### Region pointing data:
______

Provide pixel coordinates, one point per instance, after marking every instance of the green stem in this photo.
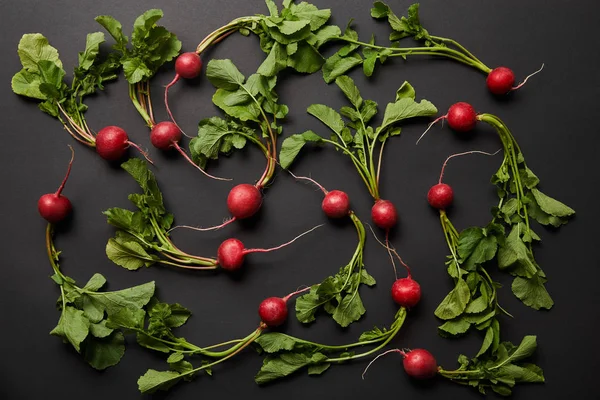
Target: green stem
(399, 322)
(363, 172)
(138, 106)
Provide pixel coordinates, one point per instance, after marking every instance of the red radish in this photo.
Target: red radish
(273, 310)
(440, 196)
(336, 204)
(384, 215)
(54, 207)
(188, 66)
(461, 117)
(420, 364)
(231, 252)
(244, 200)
(406, 292)
(500, 80)
(166, 135)
(112, 143)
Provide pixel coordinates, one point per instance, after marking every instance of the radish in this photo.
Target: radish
(231, 253)
(406, 292)
(273, 310)
(383, 214)
(112, 143)
(166, 135)
(54, 207)
(440, 196)
(336, 203)
(188, 66)
(418, 363)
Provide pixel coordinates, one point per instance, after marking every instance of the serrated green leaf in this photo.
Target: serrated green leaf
(154, 380)
(455, 302)
(223, 74)
(105, 352)
(532, 292)
(292, 145)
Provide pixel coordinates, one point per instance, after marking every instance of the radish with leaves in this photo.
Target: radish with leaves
(509, 235)
(42, 78)
(54, 207)
(498, 372)
(142, 238)
(500, 81)
(338, 295)
(291, 37)
(360, 145)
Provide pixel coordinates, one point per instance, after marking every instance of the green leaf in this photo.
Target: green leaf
(223, 74)
(100, 330)
(275, 61)
(102, 353)
(143, 24)
(95, 283)
(136, 70)
(475, 247)
(350, 309)
(532, 292)
(92, 48)
(514, 254)
(33, 48)
(487, 341)
(346, 84)
(455, 302)
(115, 29)
(406, 108)
(26, 83)
(274, 342)
(336, 65)
(73, 326)
(405, 91)
(133, 298)
(306, 11)
(455, 327)
(292, 145)
(154, 380)
(327, 116)
(552, 206)
(306, 59)
(129, 254)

______

### WORK ITEM:
Reproduce every entry exactly; images stay out.

### REPLY TO THE TASK:
Provide pixel coordinates, one point per instance, after marking every instance of the green stem in this photo.
Target: green stem
(399, 322)
(363, 172)
(138, 106)
Provide pixel coordinates, one point per instance, after marking every instance of the red radish in this photo.
Target: red radish
(273, 310)
(440, 196)
(336, 204)
(384, 215)
(54, 207)
(188, 66)
(461, 117)
(420, 364)
(231, 252)
(244, 200)
(406, 292)
(500, 80)
(166, 135)
(112, 143)
Provide pixel coordinates, one point per instance, after marking every instance of the radish in this photo.
Target: radish
(231, 253)
(406, 292)
(273, 310)
(383, 214)
(112, 143)
(166, 135)
(54, 207)
(440, 196)
(336, 203)
(188, 66)
(418, 363)
Provide pixel coordinates, one point per instance, after marking every instance of the serrated green leaf in this photo.
Target: serrated green leaf
(154, 380)
(455, 302)
(223, 74)
(105, 352)
(532, 292)
(292, 145)
Provide pixel coordinates, one point per instance, after marking every instance of the radish with leaves in this photo.
Target: radish with leaves
(509, 235)
(42, 78)
(54, 207)
(498, 372)
(142, 238)
(500, 81)
(338, 295)
(291, 37)
(360, 145)
Provide pixel coordinates, one point per instance, after marking every instance of the green leaf in this photo.
Target: green leaf
(223, 74)
(100, 330)
(275, 61)
(102, 353)
(143, 24)
(95, 283)
(136, 70)
(475, 247)
(350, 309)
(532, 292)
(92, 48)
(514, 254)
(33, 48)
(487, 341)
(346, 84)
(455, 302)
(115, 29)
(406, 108)
(26, 83)
(274, 342)
(336, 65)
(73, 326)
(405, 91)
(133, 298)
(306, 11)
(455, 327)
(292, 145)
(154, 380)
(327, 116)
(552, 206)
(306, 59)
(129, 254)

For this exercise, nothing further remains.